• _Short problem_: Locate every line in the listing below that contains the word "green" and copy each of those lines.

-- start of Given records --

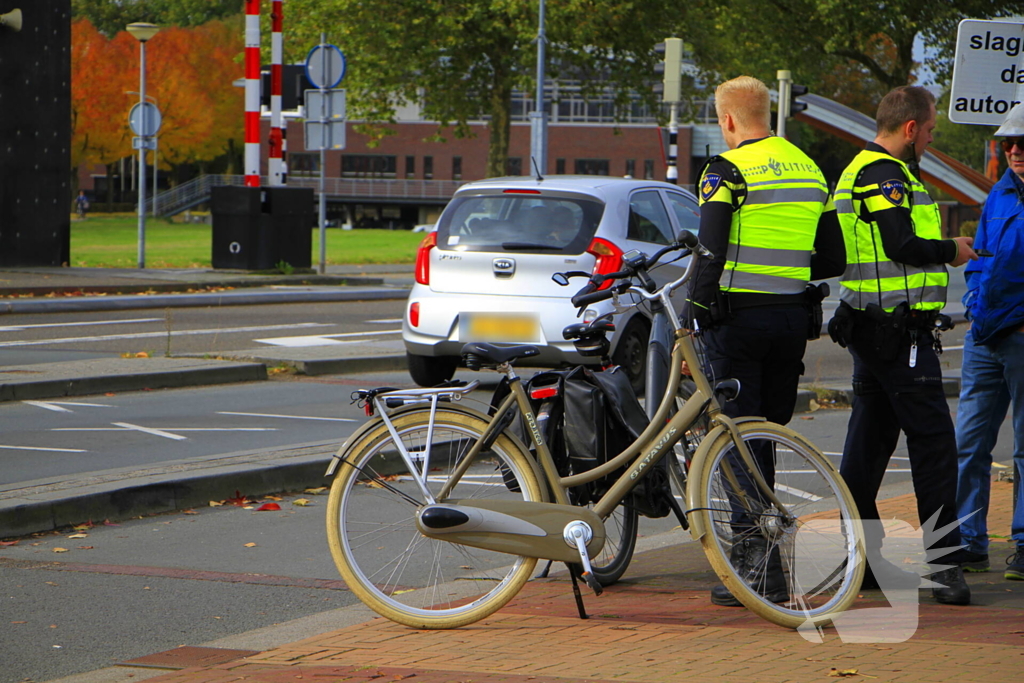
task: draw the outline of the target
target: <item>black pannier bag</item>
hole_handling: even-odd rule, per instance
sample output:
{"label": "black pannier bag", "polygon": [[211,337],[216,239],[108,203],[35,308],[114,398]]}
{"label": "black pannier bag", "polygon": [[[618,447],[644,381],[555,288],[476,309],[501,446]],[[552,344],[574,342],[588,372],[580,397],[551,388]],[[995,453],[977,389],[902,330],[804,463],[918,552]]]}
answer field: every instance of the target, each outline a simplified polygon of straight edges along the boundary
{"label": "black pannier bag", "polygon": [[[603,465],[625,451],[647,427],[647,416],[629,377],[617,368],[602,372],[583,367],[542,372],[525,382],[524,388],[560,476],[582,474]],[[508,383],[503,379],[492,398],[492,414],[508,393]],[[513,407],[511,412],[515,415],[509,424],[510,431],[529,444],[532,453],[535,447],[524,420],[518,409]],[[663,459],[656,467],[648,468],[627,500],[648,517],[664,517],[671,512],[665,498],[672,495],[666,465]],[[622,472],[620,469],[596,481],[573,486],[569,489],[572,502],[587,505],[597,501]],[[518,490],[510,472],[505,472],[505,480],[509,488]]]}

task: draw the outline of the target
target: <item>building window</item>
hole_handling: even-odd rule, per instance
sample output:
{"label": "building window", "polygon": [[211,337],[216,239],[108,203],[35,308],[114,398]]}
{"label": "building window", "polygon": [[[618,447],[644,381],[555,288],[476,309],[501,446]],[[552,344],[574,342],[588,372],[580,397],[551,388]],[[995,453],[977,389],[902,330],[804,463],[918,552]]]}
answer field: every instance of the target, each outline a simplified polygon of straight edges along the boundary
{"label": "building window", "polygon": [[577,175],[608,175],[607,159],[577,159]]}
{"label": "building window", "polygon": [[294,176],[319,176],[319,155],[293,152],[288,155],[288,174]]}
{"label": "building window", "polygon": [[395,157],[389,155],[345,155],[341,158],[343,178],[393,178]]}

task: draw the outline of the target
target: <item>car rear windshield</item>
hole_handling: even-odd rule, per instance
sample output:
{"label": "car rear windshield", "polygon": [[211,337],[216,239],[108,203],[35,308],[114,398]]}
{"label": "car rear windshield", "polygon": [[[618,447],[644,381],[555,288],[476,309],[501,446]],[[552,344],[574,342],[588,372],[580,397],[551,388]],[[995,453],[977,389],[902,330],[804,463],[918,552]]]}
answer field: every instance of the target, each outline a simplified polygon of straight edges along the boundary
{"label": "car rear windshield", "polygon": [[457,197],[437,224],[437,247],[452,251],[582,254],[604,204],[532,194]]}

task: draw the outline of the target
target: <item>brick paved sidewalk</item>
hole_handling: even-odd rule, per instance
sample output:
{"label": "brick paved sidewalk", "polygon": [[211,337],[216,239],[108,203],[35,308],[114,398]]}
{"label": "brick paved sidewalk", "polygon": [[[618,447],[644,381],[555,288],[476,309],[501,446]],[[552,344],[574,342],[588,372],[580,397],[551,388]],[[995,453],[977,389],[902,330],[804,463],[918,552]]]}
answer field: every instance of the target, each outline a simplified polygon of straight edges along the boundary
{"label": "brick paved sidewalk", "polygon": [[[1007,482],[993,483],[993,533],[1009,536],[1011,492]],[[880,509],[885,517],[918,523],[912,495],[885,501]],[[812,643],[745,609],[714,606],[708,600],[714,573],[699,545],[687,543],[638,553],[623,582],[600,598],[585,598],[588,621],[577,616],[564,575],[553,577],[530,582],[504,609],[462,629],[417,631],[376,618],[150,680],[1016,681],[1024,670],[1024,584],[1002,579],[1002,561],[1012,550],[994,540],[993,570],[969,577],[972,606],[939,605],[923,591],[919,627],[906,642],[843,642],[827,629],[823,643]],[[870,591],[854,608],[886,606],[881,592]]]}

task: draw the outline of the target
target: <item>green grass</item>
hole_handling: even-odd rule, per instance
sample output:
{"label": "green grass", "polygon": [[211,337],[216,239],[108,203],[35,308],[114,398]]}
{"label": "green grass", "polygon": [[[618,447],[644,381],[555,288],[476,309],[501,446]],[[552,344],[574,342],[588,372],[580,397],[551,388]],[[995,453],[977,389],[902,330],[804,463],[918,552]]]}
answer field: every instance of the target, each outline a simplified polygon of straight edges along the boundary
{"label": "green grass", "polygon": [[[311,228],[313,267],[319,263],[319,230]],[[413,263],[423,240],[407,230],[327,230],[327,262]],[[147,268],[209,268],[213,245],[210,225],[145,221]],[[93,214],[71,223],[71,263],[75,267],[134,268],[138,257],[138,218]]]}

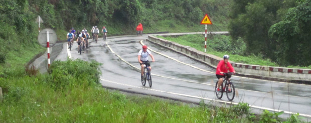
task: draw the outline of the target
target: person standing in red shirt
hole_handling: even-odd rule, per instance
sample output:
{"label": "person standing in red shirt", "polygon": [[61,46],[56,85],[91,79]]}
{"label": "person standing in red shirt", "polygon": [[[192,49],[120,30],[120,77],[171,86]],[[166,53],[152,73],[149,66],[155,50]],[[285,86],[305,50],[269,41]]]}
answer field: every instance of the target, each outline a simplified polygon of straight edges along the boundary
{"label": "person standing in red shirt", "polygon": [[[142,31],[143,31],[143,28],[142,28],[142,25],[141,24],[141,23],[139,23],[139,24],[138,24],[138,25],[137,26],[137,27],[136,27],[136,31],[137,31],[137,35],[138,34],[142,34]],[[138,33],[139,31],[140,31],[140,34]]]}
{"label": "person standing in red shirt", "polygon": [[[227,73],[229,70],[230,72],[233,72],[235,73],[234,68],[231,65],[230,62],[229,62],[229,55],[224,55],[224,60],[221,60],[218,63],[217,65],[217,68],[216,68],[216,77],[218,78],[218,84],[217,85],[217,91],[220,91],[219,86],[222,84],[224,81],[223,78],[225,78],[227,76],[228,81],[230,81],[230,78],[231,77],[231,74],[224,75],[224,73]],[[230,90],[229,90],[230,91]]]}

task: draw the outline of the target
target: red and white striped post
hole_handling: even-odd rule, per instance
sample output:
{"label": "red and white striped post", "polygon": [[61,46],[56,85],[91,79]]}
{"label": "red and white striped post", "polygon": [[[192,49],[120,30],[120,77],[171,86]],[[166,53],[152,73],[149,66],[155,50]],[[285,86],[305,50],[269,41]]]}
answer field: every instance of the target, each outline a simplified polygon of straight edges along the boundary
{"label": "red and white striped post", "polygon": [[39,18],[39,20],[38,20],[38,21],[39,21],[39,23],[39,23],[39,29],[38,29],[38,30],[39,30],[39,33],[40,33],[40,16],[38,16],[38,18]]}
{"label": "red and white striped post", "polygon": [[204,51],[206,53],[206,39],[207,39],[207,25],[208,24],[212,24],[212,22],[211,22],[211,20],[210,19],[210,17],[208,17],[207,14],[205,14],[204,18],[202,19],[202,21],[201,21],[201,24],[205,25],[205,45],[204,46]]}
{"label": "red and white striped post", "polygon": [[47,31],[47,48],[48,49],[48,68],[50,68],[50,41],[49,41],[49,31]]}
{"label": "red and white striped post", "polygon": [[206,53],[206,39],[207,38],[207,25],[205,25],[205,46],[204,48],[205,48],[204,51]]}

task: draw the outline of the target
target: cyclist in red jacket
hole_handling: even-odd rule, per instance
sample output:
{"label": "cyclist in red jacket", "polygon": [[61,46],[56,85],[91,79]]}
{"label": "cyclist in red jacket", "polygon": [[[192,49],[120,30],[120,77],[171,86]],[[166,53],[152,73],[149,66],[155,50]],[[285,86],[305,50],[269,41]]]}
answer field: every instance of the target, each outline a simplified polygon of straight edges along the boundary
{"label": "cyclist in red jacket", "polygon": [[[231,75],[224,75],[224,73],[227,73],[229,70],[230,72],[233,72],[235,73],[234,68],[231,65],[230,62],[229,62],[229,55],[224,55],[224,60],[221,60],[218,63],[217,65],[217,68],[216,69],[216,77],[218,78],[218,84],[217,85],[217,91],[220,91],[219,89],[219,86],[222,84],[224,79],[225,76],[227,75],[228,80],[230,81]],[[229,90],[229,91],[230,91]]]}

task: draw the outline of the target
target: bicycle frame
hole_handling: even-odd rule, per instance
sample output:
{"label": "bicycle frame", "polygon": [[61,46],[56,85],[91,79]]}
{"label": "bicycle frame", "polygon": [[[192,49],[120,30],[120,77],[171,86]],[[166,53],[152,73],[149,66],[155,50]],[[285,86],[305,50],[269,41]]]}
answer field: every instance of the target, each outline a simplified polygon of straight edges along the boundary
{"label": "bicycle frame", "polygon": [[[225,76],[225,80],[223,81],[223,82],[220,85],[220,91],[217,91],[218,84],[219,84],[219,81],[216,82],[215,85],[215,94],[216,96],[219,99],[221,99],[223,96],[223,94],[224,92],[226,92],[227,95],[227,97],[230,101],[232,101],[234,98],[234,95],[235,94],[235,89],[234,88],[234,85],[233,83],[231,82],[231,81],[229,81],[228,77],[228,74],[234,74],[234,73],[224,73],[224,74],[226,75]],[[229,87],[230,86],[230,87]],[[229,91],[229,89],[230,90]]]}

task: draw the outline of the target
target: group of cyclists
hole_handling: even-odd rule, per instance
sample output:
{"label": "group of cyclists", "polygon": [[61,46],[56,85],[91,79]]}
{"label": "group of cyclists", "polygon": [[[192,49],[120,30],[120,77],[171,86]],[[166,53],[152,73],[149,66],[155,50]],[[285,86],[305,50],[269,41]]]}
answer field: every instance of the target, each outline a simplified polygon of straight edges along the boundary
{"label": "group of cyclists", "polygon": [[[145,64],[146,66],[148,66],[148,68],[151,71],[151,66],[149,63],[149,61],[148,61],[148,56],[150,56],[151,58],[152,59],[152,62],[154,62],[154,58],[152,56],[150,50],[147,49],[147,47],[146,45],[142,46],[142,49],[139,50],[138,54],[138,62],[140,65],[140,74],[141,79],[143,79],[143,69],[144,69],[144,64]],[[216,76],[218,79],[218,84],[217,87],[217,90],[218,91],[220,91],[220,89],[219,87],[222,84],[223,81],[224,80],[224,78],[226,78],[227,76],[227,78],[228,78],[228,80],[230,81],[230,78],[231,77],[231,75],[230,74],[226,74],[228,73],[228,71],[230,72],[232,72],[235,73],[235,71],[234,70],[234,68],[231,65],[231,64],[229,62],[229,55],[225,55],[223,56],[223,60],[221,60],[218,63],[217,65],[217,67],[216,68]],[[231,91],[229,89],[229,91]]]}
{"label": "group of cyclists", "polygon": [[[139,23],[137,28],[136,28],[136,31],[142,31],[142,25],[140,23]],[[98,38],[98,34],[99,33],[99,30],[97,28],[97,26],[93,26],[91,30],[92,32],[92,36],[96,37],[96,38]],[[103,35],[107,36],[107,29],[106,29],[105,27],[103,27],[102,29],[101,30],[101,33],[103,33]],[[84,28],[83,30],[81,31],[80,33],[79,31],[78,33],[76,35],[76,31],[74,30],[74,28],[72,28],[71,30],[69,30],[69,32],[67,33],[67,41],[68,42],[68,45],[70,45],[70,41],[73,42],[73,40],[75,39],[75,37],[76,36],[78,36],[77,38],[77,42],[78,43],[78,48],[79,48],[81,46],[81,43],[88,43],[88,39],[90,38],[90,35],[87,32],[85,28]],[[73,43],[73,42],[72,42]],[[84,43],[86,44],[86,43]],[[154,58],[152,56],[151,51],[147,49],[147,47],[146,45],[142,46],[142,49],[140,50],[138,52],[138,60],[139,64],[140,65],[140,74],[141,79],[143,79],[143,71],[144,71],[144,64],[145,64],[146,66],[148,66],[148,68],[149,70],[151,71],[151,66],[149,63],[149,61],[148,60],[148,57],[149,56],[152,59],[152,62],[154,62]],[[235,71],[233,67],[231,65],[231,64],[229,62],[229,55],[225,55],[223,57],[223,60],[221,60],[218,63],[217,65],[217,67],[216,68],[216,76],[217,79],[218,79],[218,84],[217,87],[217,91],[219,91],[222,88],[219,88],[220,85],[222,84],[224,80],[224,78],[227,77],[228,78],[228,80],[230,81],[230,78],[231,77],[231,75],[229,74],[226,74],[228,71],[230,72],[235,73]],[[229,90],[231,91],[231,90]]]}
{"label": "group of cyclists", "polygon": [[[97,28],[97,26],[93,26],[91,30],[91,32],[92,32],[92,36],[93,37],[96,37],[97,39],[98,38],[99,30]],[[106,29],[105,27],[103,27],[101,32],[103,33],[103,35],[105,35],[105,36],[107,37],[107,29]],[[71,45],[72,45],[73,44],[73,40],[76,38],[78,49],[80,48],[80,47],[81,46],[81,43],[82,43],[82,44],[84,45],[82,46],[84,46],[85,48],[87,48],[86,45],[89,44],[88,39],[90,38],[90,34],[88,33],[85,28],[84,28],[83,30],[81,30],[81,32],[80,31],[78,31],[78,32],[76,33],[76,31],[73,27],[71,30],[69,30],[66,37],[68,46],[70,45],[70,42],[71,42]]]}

-- end of Given records --

• _Exercise solution_:
target: <item>green grass</item>
{"label": "green grass", "polygon": [[211,337],[216,239],[108,203],[35,308],[114,398]]}
{"label": "green grass", "polygon": [[[618,447],[644,381],[555,288],[476,309],[501,446]],[[552,344],[574,342],[588,372],[580,397],[551,388]],[[995,453],[977,389],[902,330],[804,463],[918,552]]]}
{"label": "green grass", "polygon": [[[311,228],[313,267],[319,263],[319,230]],[[413,263],[423,240],[407,230],[327,230],[327,262]],[[147,268],[209,268],[213,245],[210,225],[145,221]],[[93,214],[71,223],[71,263],[75,267],[134,268],[138,257],[138,218]]]}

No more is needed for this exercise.